In a research report released Thursday titled Spring brings in a new season for gold and gold equities, the analysts said gold equities “played catch up” in March, underperforming “the underlying metal, and overall now showing some nice share returns year-to-date.”
“Gold equities have rallied and valuation multiples have moved up - particularly for the senior / intermediate producers and the royalty/ streamingcos,” they said. “Gold equities outperforming the underlying metal, and overall now showing some nice share year-to-date returns. YTD, GDX up almost 19 per cent; whereas gold is up nearly 10 per cent. Individual stocks that have higher torque to metal price increases have seen strong moves - we highlight our recent comment on NAV sensitivities. Based on five-year regression (R2 = 0.77), the GDX is trading at 7.8-per-cent discount to the best-fit value implied at spot or pricing in a slightly lower gold price of $1,900 per ounce.”
Based on valuation concerns, analyst Ingrid Rico downgraded Eldorado Gold Corp. (ELD-T) to “hold” from “buy” with a $16.50 target, up from $16. The average on the Street is $11.54.
Other target adjustments in their coverage universe include:
- Agnico Eagle Mines Ltd. (AEM-T, “buy”) to $91 from $89. The average target on the Street is $80.95.
- Barrick Gold Corp. (ABX-T, “buy”) to $30 from $29. Average: $22.77.
- Iamgold Corp. (IMG-T, “buy”) to $3.50 from $3.25. Average: $3.98.
- Dundee Precious Metals Inc. (DPM-T, “buy”) to $12.25 from $11.50. Average: $12.39.
- Franco-Nevada Corp. (FNV-T, “hold”) to $222 from $204. Average: $215.44.

- TASK -
Answer these questions from the gold equities report above, one per line:
1. According to the report, about how much is GDX up year-to-date?
2. What rating and target did Ingrid Rico give Eldorado Gold Corp. after the downgrade?
3. What is the new target for Barrick Gold Corp.?

- EXTRACTED MATERIAL -
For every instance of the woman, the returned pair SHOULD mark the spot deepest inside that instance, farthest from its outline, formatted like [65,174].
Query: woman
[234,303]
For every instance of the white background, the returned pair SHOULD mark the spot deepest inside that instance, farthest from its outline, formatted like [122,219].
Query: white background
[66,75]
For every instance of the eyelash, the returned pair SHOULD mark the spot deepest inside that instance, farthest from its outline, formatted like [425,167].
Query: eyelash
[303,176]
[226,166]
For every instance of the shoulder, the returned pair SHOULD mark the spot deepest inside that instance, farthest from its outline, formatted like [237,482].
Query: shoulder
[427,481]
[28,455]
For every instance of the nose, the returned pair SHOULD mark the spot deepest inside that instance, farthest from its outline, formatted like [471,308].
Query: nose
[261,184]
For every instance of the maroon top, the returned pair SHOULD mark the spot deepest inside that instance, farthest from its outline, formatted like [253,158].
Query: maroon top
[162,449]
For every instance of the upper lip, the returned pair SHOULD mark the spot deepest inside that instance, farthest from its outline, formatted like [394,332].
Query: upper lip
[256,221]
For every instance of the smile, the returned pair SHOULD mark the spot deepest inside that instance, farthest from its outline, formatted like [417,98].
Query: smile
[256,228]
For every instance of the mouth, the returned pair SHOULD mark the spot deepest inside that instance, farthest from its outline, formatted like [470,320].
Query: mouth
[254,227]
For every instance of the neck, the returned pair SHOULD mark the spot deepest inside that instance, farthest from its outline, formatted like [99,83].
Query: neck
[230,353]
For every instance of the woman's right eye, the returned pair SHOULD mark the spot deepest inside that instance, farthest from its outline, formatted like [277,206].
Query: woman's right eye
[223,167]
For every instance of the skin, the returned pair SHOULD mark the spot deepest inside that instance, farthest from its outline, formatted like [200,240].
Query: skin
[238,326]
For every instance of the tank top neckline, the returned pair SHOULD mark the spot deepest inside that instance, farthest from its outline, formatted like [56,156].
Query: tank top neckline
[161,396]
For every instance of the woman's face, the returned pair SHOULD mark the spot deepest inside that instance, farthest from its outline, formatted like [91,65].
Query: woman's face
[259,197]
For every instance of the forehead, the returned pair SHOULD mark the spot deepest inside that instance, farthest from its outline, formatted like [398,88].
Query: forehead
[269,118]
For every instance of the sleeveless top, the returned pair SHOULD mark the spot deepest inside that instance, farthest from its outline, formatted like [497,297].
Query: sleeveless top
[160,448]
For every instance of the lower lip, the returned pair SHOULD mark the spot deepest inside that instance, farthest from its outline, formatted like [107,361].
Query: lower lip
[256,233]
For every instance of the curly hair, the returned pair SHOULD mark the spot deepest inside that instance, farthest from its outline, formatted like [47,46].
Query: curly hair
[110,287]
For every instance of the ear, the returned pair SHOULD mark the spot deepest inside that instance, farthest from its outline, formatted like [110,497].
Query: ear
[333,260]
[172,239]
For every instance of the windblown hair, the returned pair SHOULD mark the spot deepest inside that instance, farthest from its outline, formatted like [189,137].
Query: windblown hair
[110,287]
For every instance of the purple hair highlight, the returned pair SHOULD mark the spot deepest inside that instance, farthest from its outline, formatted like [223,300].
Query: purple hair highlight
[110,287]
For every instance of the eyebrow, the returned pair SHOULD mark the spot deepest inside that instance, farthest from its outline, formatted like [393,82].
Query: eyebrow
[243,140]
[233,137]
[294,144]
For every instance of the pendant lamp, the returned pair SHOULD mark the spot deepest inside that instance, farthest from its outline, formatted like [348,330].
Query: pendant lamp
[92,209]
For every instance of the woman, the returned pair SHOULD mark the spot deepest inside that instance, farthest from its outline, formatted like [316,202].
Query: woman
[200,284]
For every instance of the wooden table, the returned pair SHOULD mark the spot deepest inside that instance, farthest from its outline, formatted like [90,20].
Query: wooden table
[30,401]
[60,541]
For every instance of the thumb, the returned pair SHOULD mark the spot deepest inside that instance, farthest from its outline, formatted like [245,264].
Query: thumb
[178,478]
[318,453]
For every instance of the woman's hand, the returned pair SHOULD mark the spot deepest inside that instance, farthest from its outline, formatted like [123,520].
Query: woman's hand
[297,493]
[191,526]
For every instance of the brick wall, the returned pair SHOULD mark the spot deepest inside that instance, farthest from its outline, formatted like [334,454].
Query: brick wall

- WORKED SOLUTION -
1. Almost 19 per cent.
2. A "hold" rating with a $16.50 target.
3. $30.